(Excerpts of location labeling data)
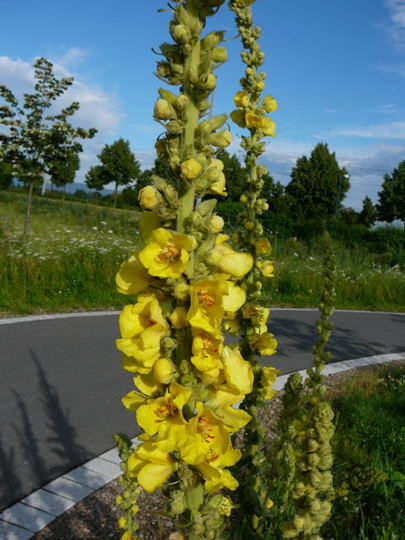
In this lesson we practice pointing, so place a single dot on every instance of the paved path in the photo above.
(61, 382)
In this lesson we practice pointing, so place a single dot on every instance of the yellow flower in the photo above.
(164, 370)
(226, 506)
(210, 299)
(252, 119)
(216, 477)
(207, 349)
(270, 104)
(190, 169)
(230, 262)
(164, 414)
(235, 298)
(259, 316)
(269, 376)
(164, 110)
(221, 138)
(148, 222)
(238, 117)
(147, 383)
(216, 224)
(178, 318)
(132, 277)
(241, 99)
(218, 186)
(268, 126)
(267, 269)
(263, 246)
(142, 327)
(206, 310)
(265, 344)
(150, 198)
(167, 253)
(205, 436)
(238, 372)
(150, 465)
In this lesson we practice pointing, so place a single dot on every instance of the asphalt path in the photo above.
(61, 383)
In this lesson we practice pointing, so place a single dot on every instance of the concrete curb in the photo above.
(52, 316)
(28, 516)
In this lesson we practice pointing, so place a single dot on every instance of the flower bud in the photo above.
(150, 198)
(180, 33)
(181, 291)
(220, 54)
(211, 40)
(268, 126)
(221, 139)
(164, 370)
(179, 318)
(269, 104)
(211, 82)
(190, 169)
(238, 117)
(241, 99)
(216, 224)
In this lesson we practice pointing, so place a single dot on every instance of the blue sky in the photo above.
(337, 69)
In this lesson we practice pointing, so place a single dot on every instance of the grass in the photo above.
(76, 248)
(369, 448)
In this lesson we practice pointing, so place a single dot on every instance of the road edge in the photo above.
(34, 512)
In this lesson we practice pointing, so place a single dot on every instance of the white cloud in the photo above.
(398, 69)
(389, 130)
(366, 165)
(72, 57)
(396, 28)
(97, 108)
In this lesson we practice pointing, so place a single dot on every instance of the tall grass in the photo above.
(75, 250)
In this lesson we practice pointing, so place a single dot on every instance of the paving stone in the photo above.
(12, 532)
(87, 478)
(68, 488)
(111, 455)
(31, 518)
(48, 502)
(111, 470)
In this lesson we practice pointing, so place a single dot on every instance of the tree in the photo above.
(391, 199)
(234, 173)
(318, 185)
(6, 175)
(118, 165)
(35, 139)
(349, 216)
(368, 214)
(64, 172)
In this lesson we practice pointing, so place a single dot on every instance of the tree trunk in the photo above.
(115, 195)
(27, 220)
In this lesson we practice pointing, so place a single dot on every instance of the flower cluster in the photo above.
(190, 285)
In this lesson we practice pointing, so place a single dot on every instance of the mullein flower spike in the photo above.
(189, 284)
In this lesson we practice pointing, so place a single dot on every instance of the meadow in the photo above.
(75, 249)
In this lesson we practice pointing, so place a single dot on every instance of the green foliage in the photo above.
(6, 175)
(34, 141)
(370, 458)
(64, 172)
(318, 185)
(391, 204)
(118, 165)
(368, 215)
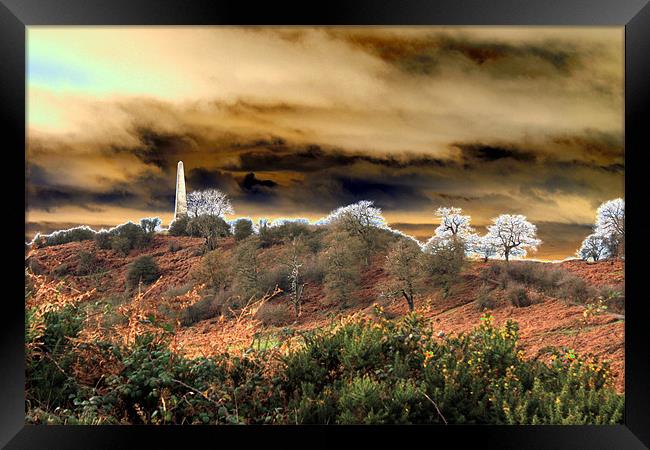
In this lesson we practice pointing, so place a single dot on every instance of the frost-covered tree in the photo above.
(610, 224)
(595, 247)
(149, 224)
(453, 223)
(209, 202)
(513, 235)
(361, 219)
(294, 259)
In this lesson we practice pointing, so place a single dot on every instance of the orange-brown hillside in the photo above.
(548, 322)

### GOAL
Print each entry shown above with exact wording and no pictures.

### RESULT OF THE TASK
In this lesson we practice pointing, so place a single dot on every instance of the paved path in the photo above.
(61, 382)
In this lesson we practice pointing, so place a single dot on every instance of the yellow flower in the photo above.
(164, 370)
(226, 506)
(210, 299)
(252, 119)
(216, 477)
(207, 349)
(270, 104)
(190, 169)
(230, 262)
(164, 414)
(235, 298)
(259, 316)
(269, 376)
(164, 110)
(221, 138)
(148, 222)
(238, 117)
(147, 383)
(216, 224)
(178, 318)
(132, 277)
(241, 99)
(218, 186)
(268, 126)
(267, 269)
(263, 246)
(142, 327)
(206, 310)
(265, 344)
(150, 198)
(167, 253)
(205, 436)
(238, 372)
(150, 465)
In this lesson we practice pointing, so place a single dot on every instance of the asphalt path in the photo above.
(61, 383)
In this lesson we practice pointing, so place a single dot on every instance of the concrete curb in the photo above.
(52, 316)
(28, 516)
In this lesson we practice pointing, so place a single dot on every instance of the flower bud in the photo above.
(150, 198)
(180, 33)
(181, 291)
(220, 54)
(211, 40)
(268, 126)
(221, 139)
(164, 370)
(179, 318)
(269, 104)
(211, 82)
(190, 169)
(238, 117)
(241, 99)
(216, 224)
In this lesson we practice pointing, so place a single dot on every instance of the blue sky in the photo above.
(337, 69)
In this lesson we practice pointing, so place a single dot on every instance of the grass in the photo above.
(76, 248)
(369, 448)
In this lesson we practice pointing, so place a single dot on every instance of the road edge in the photo above.
(34, 512)
In this lesson we practice pointing, so place a single dot on every instance of the white cloud in the photo above.
(398, 69)
(389, 130)
(366, 165)
(72, 57)
(396, 28)
(97, 108)
In this lesson we practice pointing, so place a single dot on every instance of the tall grass in the photo above.
(75, 250)
In this lesson we practice pointing, so place a single dot on every instance of the paving stone in the photo above.
(12, 532)
(87, 478)
(68, 488)
(111, 455)
(31, 518)
(48, 502)
(111, 470)
In this lesson we practice pointing, so place a single dot on every instance of the tree in the photo above.
(391, 199)
(234, 173)
(318, 185)
(6, 175)
(118, 165)
(35, 139)
(349, 216)
(368, 214)
(64, 172)
In this lesson we practice pointing, so place a single dot on every instance of the tree trunk in the photo above.
(115, 195)
(27, 220)
In this lesson we practice pointing, so place a single dot on every instance of the flower cluster in the photo above.
(190, 285)
In this lesson we practice pointing, so place a single dot on every instance of the mullein flower spike in the photo above.
(189, 284)
In this lesson we practice pointing, so place a single dot on every instance of the meadow in the photo above.
(75, 249)
In this lesson we practice pointing, so place a single dot on every instance of the green foliage in the photo above.
(6, 175)
(34, 141)
(370, 458)
(64, 172)
(318, 185)
(391, 204)
(118, 165)
(368, 215)
In this lesson we practice pointing, so place a single dot on every instance of the frost-covered tree in the photo above.
(610, 224)
(595, 247)
(149, 224)
(453, 223)
(209, 202)
(513, 235)
(361, 219)
(294, 259)
In this lesson we practice pointing, so place a single dot on every instance of the orange-brown hillside in the photo above.
(548, 322)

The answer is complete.